AUSZUFÜHRENDE AUFGABEN |
1: Wie hoch ist laut dem Reisetext über Orissa der Turm des Lingaraj Mandir?
2: Gib jede Zeile der Datensätze an, in der die Zeichenfolge "grassy" vorkommt. Groß- und Kleinschreibung sind dabei zu beachten.

DOKUMENT |
##############################
Algengrün und ein wenig unheimlich schimmert der Pool des Brahmanen. Seifenblasen glänzen auf schwarzen Steinstufen. Lendentücher trocknen auf ... nein, nicht der Wäschespinne, sondern auf Ganeshas steinernem Elefantengottkopf. Und Platz für die Kollegen der Kaste gibt es am Zehn-Meter-Becken auch: Ziemliche Muckis für Vegetarier haben die jungen Brahmanen, die sich hier mit den Holzstäbchen des Neem-Baumes nach guter Ayurveda-Sitte die Zähne putzen. Auch ihre von Zeit zu Zeit vom Beckenrand aus hingelegten Hechtsprünge sind nicht schlecht.

Aber deswegen schleift der junge Priester keinen hierher. Denn der wahre Kick ist die Lebenddekoration knapp unter der Wasserlinie. Vorsichtig strecken da Dutzende Wasserschlangen ihre Köpfe aus den Ritzen der Beckenwand, schlängeln ins grünliche Wasser hinein. Kraulen die Brahmanen vorbei, zucken die Schlangen zurück.

Freilichtmuseum mit Kuh

Überraschungen sind im indischen Orissa an der Tagesordnung. Wer in Bhubaneswar, der Hauptstadt des wenig besuchten Bundesstaats, aus dem Flieger klettert, sollte sich von Anfang an darauf einstellen. Schwarz und rotgelb tauchen antike Relikte neben großen Wasserbecken und mächtigen Feigenbäumen auf, und entspannt schlurfen Indiens heilige Kühe durch die Gassen. Bhubaneswar ist ein Freilichtmuseum der Sakralarchitektur, einzigartig auch für das an Tempeln nicht gerade arme Indien.

Bis aufs achte Jahrhundert lassen sich die frühesten Bauwerke zurückdatieren. Ebenso lange werden sie von alteingesessenen Familien betreut, mit Butterschmalz, Milch und dem Marihuana-Drink "Bhang" beschmiert - und eben auch als Brahmanen-Bad benutzt. Dass sich hier, im Osten des Landes, einst das Zentrum eines eigenen Königreichs befand, das vor zweieinhalbtausend Jahren sogar in Java, Bali und Sumatra mitmischte, merkt man nicht zuletzt am eigenständigen Baustil. Wie überdimensionierte, elegant gerundete Maiskolben ragen Orissas Tempel auf, am höchsten beim 40-Meter-Turm des Lingaraj Mandir.

Keine Frage: Bhubaneswar allein wäre eine Reise wert. Auch um einige Kilometer außerhalb der Stadt, bei Udayagiri und Khandagiri, Jahrtausende alte Höhlen buddhistischer Asketen zu besuchen - oder die Dschungelwasserfälle und Tiger des Similipal National Parks. Im noch schwieriger zugänglichen Südwesten können ethnologisch Interessierte Indiens spannendste "Tribal Zone" entdecken. Ein Viertel der Bevölkerung Orissas sind offiziell Adivasi, wie ethnische Minoritäten hier genannt werden.
##############################
AUFGEFÜHRTE DATENSÄTZE |
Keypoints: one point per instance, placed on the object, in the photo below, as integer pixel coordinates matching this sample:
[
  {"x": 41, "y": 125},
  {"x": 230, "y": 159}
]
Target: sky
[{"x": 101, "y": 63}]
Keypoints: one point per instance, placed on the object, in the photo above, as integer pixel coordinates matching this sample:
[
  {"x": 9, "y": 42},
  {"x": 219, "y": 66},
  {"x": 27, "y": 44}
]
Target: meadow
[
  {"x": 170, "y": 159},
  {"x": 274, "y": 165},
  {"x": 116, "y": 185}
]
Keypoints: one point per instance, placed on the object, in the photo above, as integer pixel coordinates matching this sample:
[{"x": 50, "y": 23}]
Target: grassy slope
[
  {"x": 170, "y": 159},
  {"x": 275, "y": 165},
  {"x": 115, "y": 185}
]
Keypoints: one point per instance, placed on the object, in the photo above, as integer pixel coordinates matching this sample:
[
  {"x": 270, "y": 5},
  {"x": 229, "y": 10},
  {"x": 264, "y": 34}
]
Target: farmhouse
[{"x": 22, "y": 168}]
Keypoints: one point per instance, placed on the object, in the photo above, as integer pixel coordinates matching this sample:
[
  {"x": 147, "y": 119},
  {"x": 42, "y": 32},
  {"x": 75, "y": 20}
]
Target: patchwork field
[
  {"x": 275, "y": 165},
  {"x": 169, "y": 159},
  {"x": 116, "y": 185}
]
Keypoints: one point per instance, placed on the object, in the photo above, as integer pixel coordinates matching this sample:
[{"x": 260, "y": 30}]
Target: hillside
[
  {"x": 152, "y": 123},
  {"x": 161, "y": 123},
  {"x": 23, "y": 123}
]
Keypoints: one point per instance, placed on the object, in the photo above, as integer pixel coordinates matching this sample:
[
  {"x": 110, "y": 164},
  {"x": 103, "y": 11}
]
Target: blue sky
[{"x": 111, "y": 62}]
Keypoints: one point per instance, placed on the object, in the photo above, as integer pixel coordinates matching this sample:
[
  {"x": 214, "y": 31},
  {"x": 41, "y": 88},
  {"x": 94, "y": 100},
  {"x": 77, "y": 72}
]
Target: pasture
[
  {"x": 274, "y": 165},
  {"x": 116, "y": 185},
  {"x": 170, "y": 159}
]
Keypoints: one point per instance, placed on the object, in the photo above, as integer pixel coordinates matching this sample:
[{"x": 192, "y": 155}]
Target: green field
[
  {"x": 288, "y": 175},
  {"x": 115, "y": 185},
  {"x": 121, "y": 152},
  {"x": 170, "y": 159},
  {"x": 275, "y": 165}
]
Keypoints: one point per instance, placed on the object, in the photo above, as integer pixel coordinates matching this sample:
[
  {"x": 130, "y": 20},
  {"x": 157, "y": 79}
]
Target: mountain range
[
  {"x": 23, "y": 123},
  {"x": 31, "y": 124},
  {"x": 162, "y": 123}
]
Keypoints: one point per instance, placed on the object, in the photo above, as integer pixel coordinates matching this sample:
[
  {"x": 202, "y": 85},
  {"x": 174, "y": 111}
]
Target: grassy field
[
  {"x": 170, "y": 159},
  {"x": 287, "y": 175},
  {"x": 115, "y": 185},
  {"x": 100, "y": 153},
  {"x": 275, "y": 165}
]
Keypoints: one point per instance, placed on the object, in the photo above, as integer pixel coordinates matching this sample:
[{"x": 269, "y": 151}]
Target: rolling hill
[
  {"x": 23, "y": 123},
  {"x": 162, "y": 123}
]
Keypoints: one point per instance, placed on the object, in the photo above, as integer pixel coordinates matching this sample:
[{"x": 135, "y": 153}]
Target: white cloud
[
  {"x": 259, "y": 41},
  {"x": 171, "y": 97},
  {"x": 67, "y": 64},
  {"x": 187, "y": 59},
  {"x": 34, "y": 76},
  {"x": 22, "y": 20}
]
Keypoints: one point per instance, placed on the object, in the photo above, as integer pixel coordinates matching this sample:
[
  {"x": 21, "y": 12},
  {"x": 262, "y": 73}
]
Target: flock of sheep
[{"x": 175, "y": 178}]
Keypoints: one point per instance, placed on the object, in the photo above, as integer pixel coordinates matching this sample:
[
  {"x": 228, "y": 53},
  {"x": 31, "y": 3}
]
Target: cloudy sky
##############################
VOLLSTÄNDIGE ANTWORTEN |
1: 40 Meter.

2:
Target: grassy slope
Target: grassy field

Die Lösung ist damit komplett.